● TASK GOAL
Repeat, without any change, the entries presented below.
::::
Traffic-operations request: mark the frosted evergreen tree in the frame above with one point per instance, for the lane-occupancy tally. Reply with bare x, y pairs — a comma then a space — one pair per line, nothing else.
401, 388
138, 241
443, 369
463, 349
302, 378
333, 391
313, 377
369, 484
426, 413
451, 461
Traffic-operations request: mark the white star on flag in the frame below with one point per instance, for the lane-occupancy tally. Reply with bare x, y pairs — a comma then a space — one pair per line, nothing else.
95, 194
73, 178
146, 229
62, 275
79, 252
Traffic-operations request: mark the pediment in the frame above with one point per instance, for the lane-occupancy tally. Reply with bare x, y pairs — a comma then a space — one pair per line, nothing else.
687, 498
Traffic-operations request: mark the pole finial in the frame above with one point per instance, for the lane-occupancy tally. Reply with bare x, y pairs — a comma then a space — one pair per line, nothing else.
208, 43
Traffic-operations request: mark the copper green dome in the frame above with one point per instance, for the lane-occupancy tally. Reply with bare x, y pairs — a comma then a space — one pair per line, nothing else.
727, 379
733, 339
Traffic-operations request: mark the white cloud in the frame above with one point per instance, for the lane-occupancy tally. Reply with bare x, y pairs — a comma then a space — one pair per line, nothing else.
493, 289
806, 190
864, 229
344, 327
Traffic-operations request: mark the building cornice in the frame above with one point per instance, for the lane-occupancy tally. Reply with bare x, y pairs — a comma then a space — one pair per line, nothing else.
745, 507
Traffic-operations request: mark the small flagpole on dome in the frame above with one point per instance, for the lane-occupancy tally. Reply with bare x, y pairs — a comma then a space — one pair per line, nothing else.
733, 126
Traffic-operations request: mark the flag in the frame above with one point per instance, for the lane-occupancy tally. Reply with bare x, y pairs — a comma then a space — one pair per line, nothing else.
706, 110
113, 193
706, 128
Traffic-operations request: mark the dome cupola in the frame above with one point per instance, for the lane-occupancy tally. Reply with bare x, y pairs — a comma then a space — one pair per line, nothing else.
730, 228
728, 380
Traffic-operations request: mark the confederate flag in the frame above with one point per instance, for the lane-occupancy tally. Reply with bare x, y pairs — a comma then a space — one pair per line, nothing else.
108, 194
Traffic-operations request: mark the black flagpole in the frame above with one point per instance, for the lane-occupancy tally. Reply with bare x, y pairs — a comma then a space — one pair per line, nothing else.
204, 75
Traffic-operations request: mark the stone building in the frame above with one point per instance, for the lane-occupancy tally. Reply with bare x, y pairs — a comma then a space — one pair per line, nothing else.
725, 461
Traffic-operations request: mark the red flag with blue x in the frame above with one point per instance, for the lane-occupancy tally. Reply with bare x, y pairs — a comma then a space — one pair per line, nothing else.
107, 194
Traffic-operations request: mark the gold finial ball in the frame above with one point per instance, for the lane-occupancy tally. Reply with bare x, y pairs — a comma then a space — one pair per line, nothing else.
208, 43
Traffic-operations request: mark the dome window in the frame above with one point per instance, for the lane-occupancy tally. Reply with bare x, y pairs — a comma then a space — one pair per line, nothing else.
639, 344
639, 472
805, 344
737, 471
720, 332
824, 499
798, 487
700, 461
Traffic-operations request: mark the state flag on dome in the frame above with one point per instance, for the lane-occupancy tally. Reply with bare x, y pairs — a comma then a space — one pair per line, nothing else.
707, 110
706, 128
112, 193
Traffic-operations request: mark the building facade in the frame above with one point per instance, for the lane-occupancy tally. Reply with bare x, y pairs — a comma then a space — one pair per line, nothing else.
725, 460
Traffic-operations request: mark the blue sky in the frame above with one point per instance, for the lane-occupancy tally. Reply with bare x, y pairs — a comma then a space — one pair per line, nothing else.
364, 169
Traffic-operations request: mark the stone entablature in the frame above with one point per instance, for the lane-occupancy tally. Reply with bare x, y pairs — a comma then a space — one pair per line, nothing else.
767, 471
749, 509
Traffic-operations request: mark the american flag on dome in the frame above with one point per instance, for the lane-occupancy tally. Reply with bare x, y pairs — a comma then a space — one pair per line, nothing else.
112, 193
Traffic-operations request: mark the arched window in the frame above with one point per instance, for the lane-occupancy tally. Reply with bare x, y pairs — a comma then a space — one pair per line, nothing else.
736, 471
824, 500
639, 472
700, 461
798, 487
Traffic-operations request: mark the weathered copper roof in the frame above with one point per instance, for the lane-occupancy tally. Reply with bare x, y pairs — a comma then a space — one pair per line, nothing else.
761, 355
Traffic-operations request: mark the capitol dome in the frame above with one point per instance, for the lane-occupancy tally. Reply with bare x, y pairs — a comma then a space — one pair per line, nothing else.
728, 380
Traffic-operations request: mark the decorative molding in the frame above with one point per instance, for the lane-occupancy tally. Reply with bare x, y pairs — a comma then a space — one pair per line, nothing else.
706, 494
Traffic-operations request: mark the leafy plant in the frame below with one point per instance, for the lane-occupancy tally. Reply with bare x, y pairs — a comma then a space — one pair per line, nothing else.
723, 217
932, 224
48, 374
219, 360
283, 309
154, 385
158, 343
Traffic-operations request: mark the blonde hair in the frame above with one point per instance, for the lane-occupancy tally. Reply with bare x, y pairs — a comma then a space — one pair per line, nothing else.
::::
● OUTPUT FOR THIS TASK
Traffic-operations request: mark the frosted evergreen tree in the frame above with one point per instance, for the lane-occupancy tally. Reply with bare x, y pairs — a comma then a space — one pair per line, nothing else.
401, 388
138, 241
443, 369
463, 349
302, 378
333, 391
313, 377
369, 484
426, 413
451, 461
Traffic-operations request: mark the white star on flag in the frame below with one point per instance, for the lane-occupancy tally. Reply with bare x, y pairs — a comma then a space — one pair per line, nothing else.
95, 194
73, 178
146, 229
62, 275
79, 252
Traffic-operations request: mark the pediment in the frame above with one point per instance, for the lane-occupancy tally. Reply with bare x, y pairs — a comma then a space — one pair per line, nothing else.
687, 498
Traffic-operations request: mark the pole finial in the frame above with one point per instance, for the lane-occupancy tally. Reply with bare x, y pairs — a comma then a space — one pair per line, nothing else.
208, 43
Traffic-operations request: mark the copper green dome in the frame above with one point per instance, for the lane-occupancy tally. Reply with bare x, y pairs — a comma then a space — one pair per line, nothing else.
727, 379
733, 339
Traffic-operations request: mark the white cloud in the frame above with one point per instance, for the lane-occupancy tally. Reply with bare x, y pairs — a comma then a space — one pair per line, nothing else.
493, 289
806, 190
864, 229
344, 327
Traffic-operations request: mark the building cornice in the frame above with one point per instance, for the lane-occupancy tally. Reply with bare x, y pairs — a comma then a space — one pair per line, nothing else.
745, 507
Traffic-operations request: mark the small flagpole on dome in the frame above with one point per instance, for the lane-occupancy tally. Reply with bare x, y pairs — a comma then a space — one pair per line, nothing else.
733, 126
Traffic-operations request: mark the flag in the frame above with one point per instance, for the lane-occupancy tally. Reply with bare x, y pairs — a comma then a space — one pair per line, nothing else.
706, 110
113, 193
706, 128
Traffic-operations request: mark the dome cupola in the frame above with one point per instance, for the lane-occupancy tally. Reply with bare x, y pairs — a comma then a space — one pair per line, nothing else.
730, 228
728, 380
Traffic-operations request: mark the confederate flag in the frame above with one point per instance, for the lane-occupancy tally. Reply with bare x, y pairs — a comma then a space — one pair per line, nothing else.
108, 194
Traffic-operations request: mark the black flagpole in the frame above with one point per instance, for the lane-occupancy tally. Reply with bare x, y pairs — a comma then a space — one pair per line, nothing else.
204, 75
Traffic-operations request: mark the stone building in the frame above with one point per instance, for the lane-occupancy tally. Reply with bare x, y pairs — a comma then a space — one pair per line, nothing else.
725, 461
Traffic-operations request: mark the red flag with blue x in the frame above with one point per instance, for the lane-occupancy tally. Reply with bare x, y pairs — a comma then a space — one pair per line, nothing else.
107, 194
Traffic-operations request: mark the gold finial ball in the frame above with one point per instance, for the lane-occupancy tally. Reply with bare x, y pairs — a comma then a space — one pair per line, nothing else.
208, 43
Traffic-operations request: mark the dome window in the frame above with one point per instance, for the lane-occupancy tally. Reply with bare x, y pairs — a comma then a space — one pair per line, nothing else.
639, 344
639, 472
805, 344
737, 471
720, 332
824, 499
798, 487
700, 461
Traffic-operations request: mark the state flag on dome in the frame above with one point per instance, for the lane-occupancy tally. Reply with bare x, y pairs — a comma then a space — one pair per line, nothing else.
707, 110
706, 128
112, 193
Traffic-operations request: mark the building facade in the frame above with one point per instance, for the lane-occupancy tally. Reply with bare x, y pairs — a comma then a space — one pair per line, nothing else.
725, 460
Traffic-operations request: mark the blue sky in the frame above with one point per instance, for the lane-occupancy tally. Reply with bare x, y pairs — a comma then a space — one pair per line, nothing else.
364, 169
Traffic-operations request: mark the stone entablature in the frame above with one point per instance, for the lane-occupancy tally. Reply with bare x, y pairs — a comma then a space — one pair per line, nothing else.
767, 471
749, 509
Traffic-operations request: mark the american flag on dome in the frame above with one point per instance, for the lane-occupancy tally. Reply with bare x, y pairs — a comma then a space — one pair per line, nothing else.
112, 193
Traffic-operations request: mark the arched window in the frame above with one point per instance, for the lane-occupancy tally. Reply with bare x, y pairs — a comma then a space — one pair per line, nothing else.
736, 471
824, 500
639, 472
700, 461
798, 487
Traffic-operations request: mark the weathered copper roof in the frame above with one point per instance, for the lane-occupancy tally. Reply with bare x, y pairs — a comma then a space — one pair per line, nothing else.
761, 355
Traffic-operations request: mark the capitol dome in the frame above with one point per instance, for the lane-occupancy tally. Reply with bare x, y pairs — a comma then a space — one pair per line, nothing else.
728, 380
Traffic-operations request: mark the decorative molding in the frame above with one point per instance, for the lane-occupancy tally. Reply with bare x, y pairs — a comma then a space — one pair per line, nothing else.
706, 494
Traffic-operations request: mark the leafy plant in the frame below with one point per instance, for the lane-occupancy tally. Reply with bare x, y pairs — a comma then a space — one pair per line, nothing else.
723, 217
932, 224
48, 374
219, 360
283, 309
154, 385
158, 343
Traffic-operations request: mark the blonde hair in the frame above with one point per instance, for the lane-occupancy tally. Reply with bare x, y pairs — a comma then a space — one pair per line, nothing else.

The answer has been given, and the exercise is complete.